• **Prompt**
Render the listing below as a two-column CSV with the headers "task" and "coordinates". Each row should hold one tagging text and its answer, each in a single quoted field, with line breaks replaced by spaces.

........

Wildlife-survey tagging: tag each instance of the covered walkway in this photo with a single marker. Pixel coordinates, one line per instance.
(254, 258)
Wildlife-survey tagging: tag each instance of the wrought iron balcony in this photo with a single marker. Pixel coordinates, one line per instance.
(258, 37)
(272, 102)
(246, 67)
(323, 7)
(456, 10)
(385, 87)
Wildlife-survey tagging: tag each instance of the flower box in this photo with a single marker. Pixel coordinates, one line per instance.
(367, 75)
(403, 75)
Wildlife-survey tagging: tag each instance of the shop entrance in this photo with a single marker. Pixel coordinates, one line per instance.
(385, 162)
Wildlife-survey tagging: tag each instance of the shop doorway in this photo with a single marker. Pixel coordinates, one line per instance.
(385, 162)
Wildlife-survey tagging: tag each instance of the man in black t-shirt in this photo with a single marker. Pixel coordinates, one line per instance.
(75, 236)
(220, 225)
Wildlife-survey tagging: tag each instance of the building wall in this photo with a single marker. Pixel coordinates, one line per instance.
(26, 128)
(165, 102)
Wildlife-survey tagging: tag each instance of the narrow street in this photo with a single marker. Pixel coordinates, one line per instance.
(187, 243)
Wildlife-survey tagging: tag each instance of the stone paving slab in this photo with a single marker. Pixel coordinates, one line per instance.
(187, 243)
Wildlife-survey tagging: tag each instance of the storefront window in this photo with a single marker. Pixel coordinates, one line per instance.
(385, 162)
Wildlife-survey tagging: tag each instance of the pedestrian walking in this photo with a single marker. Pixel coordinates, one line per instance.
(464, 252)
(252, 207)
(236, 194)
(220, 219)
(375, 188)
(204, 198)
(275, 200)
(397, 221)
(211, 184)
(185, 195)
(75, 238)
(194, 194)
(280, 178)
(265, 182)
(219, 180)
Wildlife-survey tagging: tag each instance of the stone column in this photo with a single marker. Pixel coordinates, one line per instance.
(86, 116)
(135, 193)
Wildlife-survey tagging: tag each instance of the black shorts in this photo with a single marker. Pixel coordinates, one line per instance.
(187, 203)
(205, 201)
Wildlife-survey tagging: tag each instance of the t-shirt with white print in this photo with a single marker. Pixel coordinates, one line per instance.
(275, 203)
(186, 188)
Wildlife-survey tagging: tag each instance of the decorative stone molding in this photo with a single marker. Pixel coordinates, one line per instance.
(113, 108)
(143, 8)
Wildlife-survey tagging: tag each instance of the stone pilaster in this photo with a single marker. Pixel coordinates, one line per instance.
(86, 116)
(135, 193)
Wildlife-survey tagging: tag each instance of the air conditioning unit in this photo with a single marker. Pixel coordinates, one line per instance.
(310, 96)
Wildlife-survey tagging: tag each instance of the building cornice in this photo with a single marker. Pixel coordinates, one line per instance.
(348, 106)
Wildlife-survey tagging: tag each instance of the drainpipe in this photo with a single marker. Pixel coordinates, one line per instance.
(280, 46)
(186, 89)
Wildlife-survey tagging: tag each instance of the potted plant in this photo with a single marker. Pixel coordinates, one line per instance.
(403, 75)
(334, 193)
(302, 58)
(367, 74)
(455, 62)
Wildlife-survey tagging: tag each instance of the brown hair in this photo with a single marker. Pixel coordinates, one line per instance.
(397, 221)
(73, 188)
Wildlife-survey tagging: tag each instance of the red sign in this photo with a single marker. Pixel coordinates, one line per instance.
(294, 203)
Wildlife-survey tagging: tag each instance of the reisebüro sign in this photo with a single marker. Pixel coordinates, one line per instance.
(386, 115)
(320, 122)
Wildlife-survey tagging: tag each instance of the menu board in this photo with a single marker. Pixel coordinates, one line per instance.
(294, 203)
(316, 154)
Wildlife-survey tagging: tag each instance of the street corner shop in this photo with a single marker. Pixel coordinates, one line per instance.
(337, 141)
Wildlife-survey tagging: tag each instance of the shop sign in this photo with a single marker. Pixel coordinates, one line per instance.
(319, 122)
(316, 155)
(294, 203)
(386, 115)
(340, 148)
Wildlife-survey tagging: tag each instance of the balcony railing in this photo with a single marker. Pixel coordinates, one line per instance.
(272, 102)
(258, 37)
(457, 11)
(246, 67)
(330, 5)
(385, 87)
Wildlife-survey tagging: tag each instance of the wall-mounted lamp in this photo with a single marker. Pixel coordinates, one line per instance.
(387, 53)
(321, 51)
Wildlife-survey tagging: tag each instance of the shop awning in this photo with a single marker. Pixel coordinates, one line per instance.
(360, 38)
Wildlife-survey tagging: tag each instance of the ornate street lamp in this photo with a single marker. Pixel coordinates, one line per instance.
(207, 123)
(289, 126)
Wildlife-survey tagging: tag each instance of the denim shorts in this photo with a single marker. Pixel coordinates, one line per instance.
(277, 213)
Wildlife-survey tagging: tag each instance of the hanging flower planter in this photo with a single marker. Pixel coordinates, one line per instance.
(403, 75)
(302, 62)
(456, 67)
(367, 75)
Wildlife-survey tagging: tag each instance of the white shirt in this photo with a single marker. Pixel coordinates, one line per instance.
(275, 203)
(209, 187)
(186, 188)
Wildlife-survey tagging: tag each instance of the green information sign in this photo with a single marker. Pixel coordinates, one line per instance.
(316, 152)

........

• **Result below**
task,coordinates
"Wildlife-survey tagging: tag each instance of the covered walkway in this photo with a single marker. Pixel coordinates, one line per instance.","(254, 258)"
"Wildlife-survey tagging: tag each instance of the wrought iron balcony in this photo with a single marker. Pixel coordinates, one line per instance.","(258, 37) (272, 102) (246, 67) (323, 7) (456, 10) (385, 87)"
"Wildlife-survey tagging: tag each instance of the flower box in this photo with a single marker. Pixel coordinates, one line per instance.","(367, 75) (403, 75)"
"Wildlife-survey tagging: tag each instance of the shop entrance in this photo with a single marker. Pixel coordinates, one line per instance.","(385, 162)"
"Wildlife-survey tagging: tag each instance of the shop doorway in this photo with a single marker. Pixel coordinates, one line per instance.","(385, 162)"
"Wildlife-survey tagging: tag each instance of the man in black t-shirt in this photo with a single marker. Pixel coordinates, one line per instance.","(75, 236) (220, 225)"
"Wildlife-survey tagging: tag each instance of the building wall in this photo with a single marker. Pixel coordinates, one line per instance.","(26, 128) (165, 102)"
"Wildlife-survey tagging: tag each instance of the narrow street in this photo with a single marker. Pixel coordinates, one line per instance.","(187, 243)"
"Wildlife-survey tagging: tag each instance of the stone paving slab in this photo with a single marker. Pixel coordinates, one line per instance.","(187, 243)"
"Wildlife-survey tagging: tag each instance of the storefront window in this photo with a single marker. Pixel coordinates, one line per instance.","(385, 162)"
"Wildlife-survey tagging: tag each instance of the pedestrian walking in this photo with a single marker. Pixel coordinates, one line per instance.","(464, 252) (252, 207) (236, 194) (220, 219) (375, 188) (204, 198) (275, 200) (397, 221) (211, 184) (185, 195) (75, 238) (194, 194) (280, 178) (265, 182) (219, 180)"
"Wildlife-survey tagging: tag each instance of the stone column in this photo with a single marker. Pixel coordinates, one line per instance.","(86, 116) (135, 193)"
"Wildlife-survey tagging: tag each instance of the black shorts in this photo with a single marker. Pixel coordinates, one line per instance.","(187, 203) (205, 201)"
"Wildlife-survey tagging: tag each instance of the t-shirt with white print in this photo with a single marker. Pixel coordinates, one line per instance.","(275, 203) (186, 188)"
"Wildlife-survey tagging: tag each instance of the decorative stone molding in this photo with a single marker. Pixel coordinates, one line per instance.","(113, 108) (143, 8)"
"Wildlife-survey tagging: tag each instance of the stone pilaster in this photo with a single marker. Pixel coordinates, one line per instance.","(86, 116) (135, 193)"
"Wildlife-survey tagging: tag each instance of the air conditioning unit in this photo with a single marker. Pixel coordinates, one line per instance.","(310, 96)"
"Wildlife-survey tagging: tag each instance of the building cornice in this photo with a single marker. Pixel coordinates, one line per instance.","(348, 106)"
"Wildlife-survey tagging: tag each instance of the drainpipe in this photo with a single marker. Pixel coordinates, one line per instance.","(280, 46) (186, 89)"
"Wildlife-survey tagging: tag each instance of the potted plant in this photo with a single marker. Pixel coordinates, one line per instance.","(403, 75) (334, 193) (302, 58) (367, 74) (455, 62)"
"Wildlife-survey tagging: tag each instance of the brown hair in this photo with a single marker. Pixel coordinates, one line per instance.","(397, 221) (73, 188)"
"Wildlife-survey tagging: tag each instance of the red sign in this photo with a single marker. Pixel coordinates, one line per instance.","(294, 203)"
"Wildlife-survey tagging: tag each instance of the reisebüro sign in this photo with a single marker. Pixel coordinates, one line per instance.","(386, 115) (320, 122)"
"Wildlife-survey tagging: tag each instance of the menu board in this photo with a single marker. Pixel coordinates, one line per instance.","(294, 203) (316, 154)"
"Wildlife-survey tagging: tag each instance of the street corner shop in this photo with a single marker. Pixel coordinates, one line per instance.","(337, 141)"
"Wildlife-survey tagging: tag each instance of the shop sign in this photo with a single marker. Pixel coordinates, one line per instance.","(319, 122) (316, 155) (294, 203) (386, 115) (340, 148)"
"Wildlife-survey tagging: tag each instance of the balcony railing in this photo with a single marker. Pixel coordinates, one line per instance.","(272, 102) (258, 37) (457, 11) (246, 67) (330, 5) (385, 87)"
"Wildlife-survey tagging: tag each instance of the wall-mounted lamp in this photo with a single marker. Pixel coordinates, one line per instance.","(387, 53) (321, 51)"
"Wildlife-survey tagging: tag each instance of the shop awning in this photo with a single marker. Pixel coordinates, one line per instance.","(360, 38)"
"Wildlife-survey tagging: tag each instance of the ornate street lamp in this photo with a single marker. Pixel coordinates, one line per instance.","(207, 123) (289, 126)"
"Wildlife-survey tagging: tag each instance of the denim shorts in this photo with a single marker. Pixel coordinates, one line per instance.","(277, 213)"
"Wildlife-survey tagging: tag each instance of the hanging flower planter in this photo with a single marker. Pixel coordinates, one line per instance.","(403, 75) (302, 62) (456, 67) (367, 75)"
"Wildlife-survey tagging: tag each instance of the white shirt in this photo with a single marker. Pixel coordinates, one line per instance.","(275, 203) (209, 187) (186, 188)"
"Wildlife-survey tagging: tag each instance of the green information sign in this photo with a single marker. Pixel coordinates, one line per instance.","(316, 152)"